**Image-grounded pointing data:**
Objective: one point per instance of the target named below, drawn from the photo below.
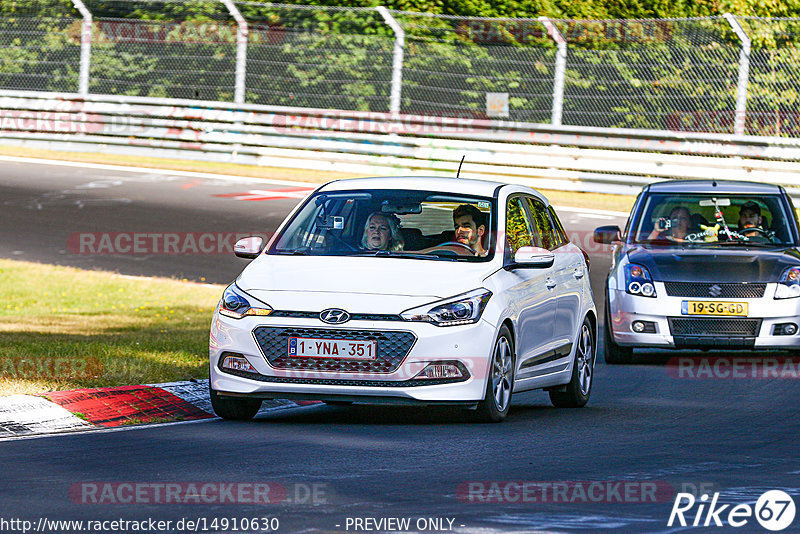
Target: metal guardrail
(549, 157)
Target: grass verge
(65, 328)
(600, 201)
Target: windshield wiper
(393, 254)
(747, 243)
(302, 251)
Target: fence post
(744, 75)
(397, 60)
(560, 70)
(86, 47)
(242, 32)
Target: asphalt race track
(614, 466)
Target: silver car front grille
(715, 290)
(714, 327)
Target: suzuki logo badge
(334, 316)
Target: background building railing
(721, 75)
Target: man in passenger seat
(470, 226)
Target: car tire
(233, 408)
(500, 380)
(577, 391)
(613, 353)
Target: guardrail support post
(744, 75)
(560, 70)
(86, 47)
(242, 32)
(397, 60)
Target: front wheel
(500, 381)
(234, 408)
(576, 392)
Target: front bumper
(468, 345)
(665, 312)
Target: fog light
(440, 370)
(237, 363)
(648, 290)
(785, 329)
(644, 327)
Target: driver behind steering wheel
(470, 226)
(382, 232)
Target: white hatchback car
(408, 290)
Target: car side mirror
(532, 258)
(249, 247)
(607, 235)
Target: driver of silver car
(470, 226)
(750, 217)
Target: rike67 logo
(774, 510)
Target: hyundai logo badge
(334, 316)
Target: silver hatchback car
(703, 264)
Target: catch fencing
(573, 104)
(725, 74)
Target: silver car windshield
(714, 221)
(425, 225)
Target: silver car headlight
(461, 309)
(235, 303)
(638, 281)
(789, 284)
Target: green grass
(64, 328)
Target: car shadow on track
(523, 410)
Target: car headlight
(789, 285)
(638, 281)
(461, 309)
(235, 303)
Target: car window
(518, 227)
(560, 233)
(542, 225)
(679, 219)
(409, 223)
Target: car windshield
(421, 225)
(714, 221)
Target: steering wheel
(341, 240)
(443, 246)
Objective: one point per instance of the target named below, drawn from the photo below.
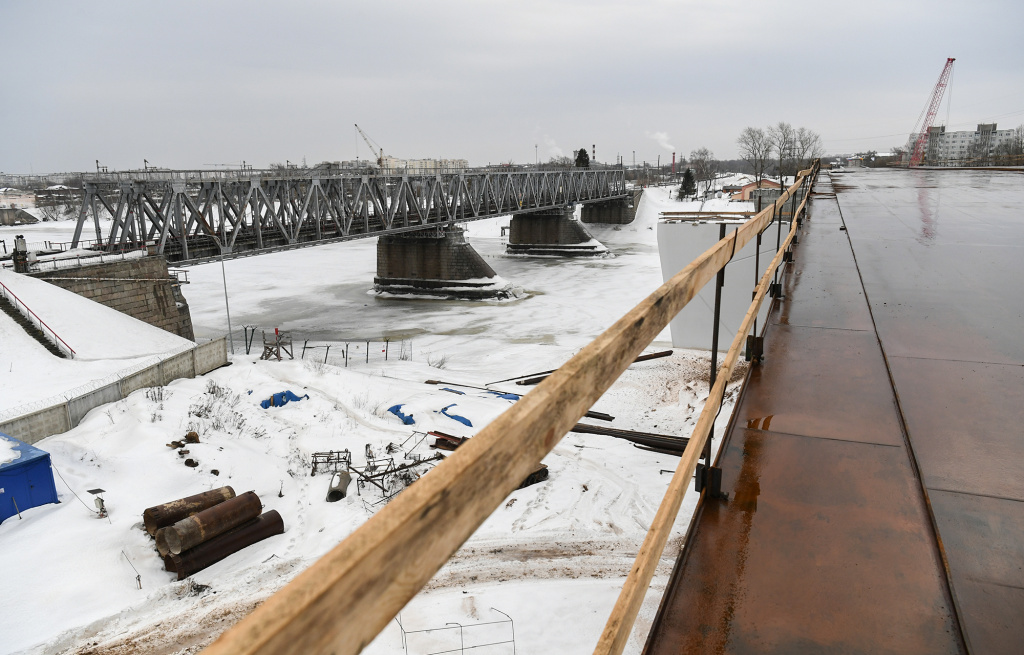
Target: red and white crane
(932, 110)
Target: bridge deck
(830, 541)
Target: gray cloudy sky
(196, 84)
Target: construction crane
(374, 146)
(930, 111)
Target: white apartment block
(423, 165)
(982, 142)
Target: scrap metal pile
(198, 531)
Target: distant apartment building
(395, 164)
(954, 146)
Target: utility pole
(227, 309)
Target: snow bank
(93, 331)
(7, 450)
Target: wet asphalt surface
(875, 464)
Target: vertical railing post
(719, 282)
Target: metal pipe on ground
(339, 486)
(201, 527)
(209, 553)
(659, 441)
(161, 516)
(538, 377)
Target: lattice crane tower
(932, 110)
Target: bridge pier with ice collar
(620, 211)
(436, 262)
(552, 232)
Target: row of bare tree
(793, 149)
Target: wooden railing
(342, 602)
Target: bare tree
(807, 146)
(705, 168)
(755, 148)
(781, 137)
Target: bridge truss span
(189, 216)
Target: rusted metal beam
(213, 551)
(207, 524)
(170, 513)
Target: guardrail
(371, 575)
(28, 313)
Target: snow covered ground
(553, 557)
(104, 342)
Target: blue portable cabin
(26, 481)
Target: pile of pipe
(200, 530)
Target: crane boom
(933, 107)
(374, 146)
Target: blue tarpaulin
(27, 480)
(455, 417)
(396, 410)
(281, 398)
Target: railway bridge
(194, 216)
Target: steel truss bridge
(192, 216)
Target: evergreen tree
(689, 185)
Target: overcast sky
(203, 84)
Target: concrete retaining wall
(140, 288)
(62, 417)
(182, 365)
(151, 377)
(35, 426)
(78, 407)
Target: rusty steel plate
(822, 383)
(823, 547)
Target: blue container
(26, 481)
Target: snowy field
(552, 557)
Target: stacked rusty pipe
(195, 532)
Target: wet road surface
(896, 350)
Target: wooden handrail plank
(342, 602)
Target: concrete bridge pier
(552, 231)
(616, 212)
(437, 262)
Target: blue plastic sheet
(396, 410)
(455, 417)
(282, 398)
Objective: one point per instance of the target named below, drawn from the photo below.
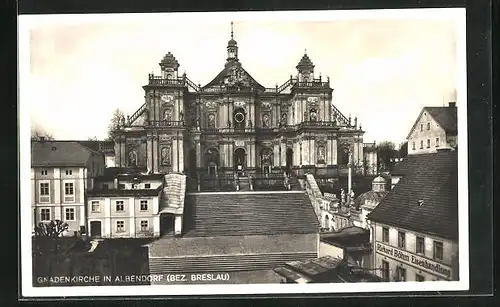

**What to produce:**
The data should be printed again unchanged; leave its pictures out.

**Result for this task:**
Objective: one point per instance of the target named below, drawn from the photo below.
Target: metal guardrail
(549, 157)
Target: grass verge
(65, 328)
(600, 201)
Target: windshield wiper
(393, 254)
(747, 243)
(302, 251)
Target: fence post
(744, 75)
(397, 60)
(560, 70)
(86, 47)
(242, 32)
Target: asphalt race track
(614, 466)
Target: silver car front grille
(715, 290)
(714, 327)
Target: suzuki logo badge
(334, 316)
Target: background building railing
(721, 75)
Target: man in passenger seat
(470, 226)
Target: car tire
(233, 408)
(500, 380)
(577, 391)
(613, 353)
Target: guardrail support post
(744, 75)
(560, 70)
(86, 47)
(242, 32)
(397, 60)
Target: front wheel
(500, 381)
(234, 408)
(576, 392)
Target: front bumper
(468, 345)
(665, 312)
Target: fog light
(440, 370)
(237, 363)
(648, 290)
(785, 329)
(644, 327)
Target: driver behind steering wheel
(470, 226)
(382, 232)
Target: white hatchback car
(408, 290)
Target: car side mirror
(532, 258)
(249, 247)
(607, 235)
Target: driver of silver car
(470, 226)
(750, 217)
Target: rike67 logo
(774, 510)
Target: hyundai logo badge
(334, 316)
Target: silver hatchback car
(703, 264)
Target: catch fencing
(573, 104)
(725, 74)
Target: silver car windshield
(714, 221)
(425, 225)
Target: silver car headlight
(461, 309)
(235, 303)
(638, 281)
(789, 284)
Target: green grass
(64, 328)
Target: car shadow on track
(523, 410)
Target: car headlight
(789, 285)
(638, 281)
(461, 309)
(235, 303)
Target: car window
(518, 227)
(560, 233)
(542, 225)
(679, 219)
(409, 223)
Target: car windshield
(421, 225)
(714, 221)
Target: steering wheel
(341, 240)
(443, 246)
Objective: one point per instance of the target named below, drawn from the photo below.
Target: red and white crane
(932, 110)
Target: bridge deck
(830, 541)
Target: gray cloudy sky
(196, 84)
Target: construction crane
(374, 146)
(930, 111)
Target: white apartment block
(423, 165)
(982, 142)
Target: scrap metal pile
(198, 531)
Target: distant apartment building
(395, 164)
(954, 146)
Target: utility pole
(227, 309)
Target: snow bank
(93, 331)
(7, 450)
Target: wet asphalt surface
(875, 464)
Target: vertical railing post
(719, 282)
Target: metal pipe on ground
(339, 486)
(201, 527)
(209, 553)
(659, 441)
(161, 516)
(538, 377)
Target: lattice crane tower
(932, 110)
Target: bridge pier with ice collar
(620, 211)
(436, 262)
(552, 232)
Target: row of bare tree
(793, 149)
Target: wooden railing
(342, 602)
Target: bare tree
(807, 146)
(705, 168)
(755, 148)
(781, 137)
Target: bridge truss span
(189, 216)
Target: rusted metal beam
(213, 551)
(207, 524)
(170, 513)
Target: guardrail
(371, 575)
(28, 313)
Target: snow covered ground
(553, 557)
(104, 342)
Target: blue portable cabin
(26, 481)
Target: pile of pipe
(200, 530)
Target: crane boom
(933, 107)
(374, 146)
Target: blue tarpaulin
(27, 480)
(455, 417)
(396, 410)
(281, 398)
Target: railway bridge
(194, 216)
Target: steel truss bridge
(192, 216)
Target: evergreen tree
(689, 185)
Target: overcast sky
(203, 84)
Target: concrete retaining wall
(140, 288)
(62, 417)
(182, 365)
(151, 377)
(35, 426)
(78, 407)
Target: rusty steel plate
(822, 383)
(823, 547)
Target: blue container
(26, 481)
Target: snowy field
(552, 557)
Target: stacked rusty pipe
(195, 532)
Target: wet road surface
(896, 350)
Target: wooden handrail plank
(342, 602)
Target: concrete bridge pier
(552, 231)
(616, 212)
(437, 262)
Target: blue plastic sheet
(396, 410)
(455, 417)
(282, 398)
Objective: one point per instance of the target named below, drawn from the photo below.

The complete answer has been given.